>> BEGIN DATA PROVIDED

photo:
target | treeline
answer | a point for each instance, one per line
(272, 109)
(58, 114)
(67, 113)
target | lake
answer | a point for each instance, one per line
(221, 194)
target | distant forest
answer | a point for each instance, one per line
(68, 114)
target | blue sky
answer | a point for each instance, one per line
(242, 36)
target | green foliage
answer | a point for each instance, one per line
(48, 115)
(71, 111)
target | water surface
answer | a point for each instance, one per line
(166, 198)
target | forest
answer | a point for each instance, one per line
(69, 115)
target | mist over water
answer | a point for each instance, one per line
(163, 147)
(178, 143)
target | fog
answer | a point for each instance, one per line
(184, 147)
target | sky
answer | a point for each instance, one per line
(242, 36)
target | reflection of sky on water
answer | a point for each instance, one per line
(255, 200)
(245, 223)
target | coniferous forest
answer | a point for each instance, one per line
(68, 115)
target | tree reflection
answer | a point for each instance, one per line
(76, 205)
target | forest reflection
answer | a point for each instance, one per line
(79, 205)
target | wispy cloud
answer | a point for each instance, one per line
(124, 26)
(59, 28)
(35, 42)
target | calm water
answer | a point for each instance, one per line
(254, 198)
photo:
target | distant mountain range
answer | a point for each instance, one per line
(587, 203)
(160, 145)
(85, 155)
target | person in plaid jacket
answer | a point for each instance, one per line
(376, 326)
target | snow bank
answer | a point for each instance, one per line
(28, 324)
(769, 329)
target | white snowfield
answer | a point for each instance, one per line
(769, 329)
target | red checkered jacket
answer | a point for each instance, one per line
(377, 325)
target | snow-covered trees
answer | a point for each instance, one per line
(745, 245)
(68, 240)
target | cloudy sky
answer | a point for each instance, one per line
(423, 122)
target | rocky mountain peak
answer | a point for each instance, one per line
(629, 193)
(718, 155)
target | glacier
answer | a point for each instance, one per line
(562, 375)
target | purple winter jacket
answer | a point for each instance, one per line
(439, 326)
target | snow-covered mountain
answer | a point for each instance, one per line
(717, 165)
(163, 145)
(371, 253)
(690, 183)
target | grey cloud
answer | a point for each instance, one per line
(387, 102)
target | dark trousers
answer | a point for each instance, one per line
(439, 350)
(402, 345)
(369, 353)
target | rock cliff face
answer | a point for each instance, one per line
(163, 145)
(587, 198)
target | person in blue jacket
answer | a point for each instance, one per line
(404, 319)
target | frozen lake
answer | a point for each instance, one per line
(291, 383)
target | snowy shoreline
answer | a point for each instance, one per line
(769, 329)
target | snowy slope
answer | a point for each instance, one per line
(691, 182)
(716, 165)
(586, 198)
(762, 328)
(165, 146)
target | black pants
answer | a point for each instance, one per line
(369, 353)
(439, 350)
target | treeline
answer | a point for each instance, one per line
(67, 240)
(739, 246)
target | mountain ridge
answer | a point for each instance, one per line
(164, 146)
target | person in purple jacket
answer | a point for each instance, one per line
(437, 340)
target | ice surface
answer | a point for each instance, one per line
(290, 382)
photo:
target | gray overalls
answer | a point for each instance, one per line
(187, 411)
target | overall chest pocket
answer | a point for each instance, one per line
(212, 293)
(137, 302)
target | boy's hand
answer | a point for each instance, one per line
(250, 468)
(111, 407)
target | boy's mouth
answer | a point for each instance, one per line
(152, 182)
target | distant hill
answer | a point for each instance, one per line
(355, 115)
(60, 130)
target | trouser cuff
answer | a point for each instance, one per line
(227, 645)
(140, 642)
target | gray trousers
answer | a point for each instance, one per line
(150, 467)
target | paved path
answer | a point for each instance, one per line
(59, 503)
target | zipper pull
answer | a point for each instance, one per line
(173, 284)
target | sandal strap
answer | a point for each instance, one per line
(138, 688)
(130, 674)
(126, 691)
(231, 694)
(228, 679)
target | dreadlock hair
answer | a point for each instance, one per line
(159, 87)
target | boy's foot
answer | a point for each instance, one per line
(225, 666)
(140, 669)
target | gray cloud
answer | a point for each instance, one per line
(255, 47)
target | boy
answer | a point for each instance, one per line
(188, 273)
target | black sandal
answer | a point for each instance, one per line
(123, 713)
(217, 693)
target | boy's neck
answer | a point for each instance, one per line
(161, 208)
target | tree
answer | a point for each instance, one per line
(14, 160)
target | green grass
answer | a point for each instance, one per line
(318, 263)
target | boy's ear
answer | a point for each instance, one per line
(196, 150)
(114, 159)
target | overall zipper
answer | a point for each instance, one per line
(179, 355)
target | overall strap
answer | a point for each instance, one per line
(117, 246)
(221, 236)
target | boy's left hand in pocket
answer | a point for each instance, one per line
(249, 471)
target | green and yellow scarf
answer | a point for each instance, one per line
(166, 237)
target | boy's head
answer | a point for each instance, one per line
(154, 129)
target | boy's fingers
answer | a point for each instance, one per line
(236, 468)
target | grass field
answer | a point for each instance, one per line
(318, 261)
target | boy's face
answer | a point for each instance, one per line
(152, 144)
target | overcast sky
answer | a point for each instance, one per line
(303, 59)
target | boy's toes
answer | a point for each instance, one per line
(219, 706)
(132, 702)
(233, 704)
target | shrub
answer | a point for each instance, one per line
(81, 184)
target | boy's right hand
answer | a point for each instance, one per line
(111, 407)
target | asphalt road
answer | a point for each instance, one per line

>> END DATA PROVIDED

• YOUR GOAL: Please rewrite the records from the line containing "target | boy's head" through the end, changing "overcast sky" to "cloudy sky" and leaving everything else as it is.

• THE RESULT:
target | boy's head
answer | a point for each instance, one per line
(154, 129)
target | boy's fingers
answer | a point for each instance, one per line
(236, 468)
target | grass field
answer | a point for each instance, one per line
(318, 261)
target | boy's face
answer | a point for each instance, one per line
(152, 144)
target | cloudy sky
answer | a point for each instance, one per line
(303, 59)
target | boy's toes
answer | a point for each instance, one per line
(219, 706)
(132, 702)
(233, 704)
target | shrub
answer | a point for each instance, one per line
(81, 184)
target | boy's right hand
answer | a point for each instance, one per line
(111, 407)
target | asphalt road
answer | a point for each instance, one per line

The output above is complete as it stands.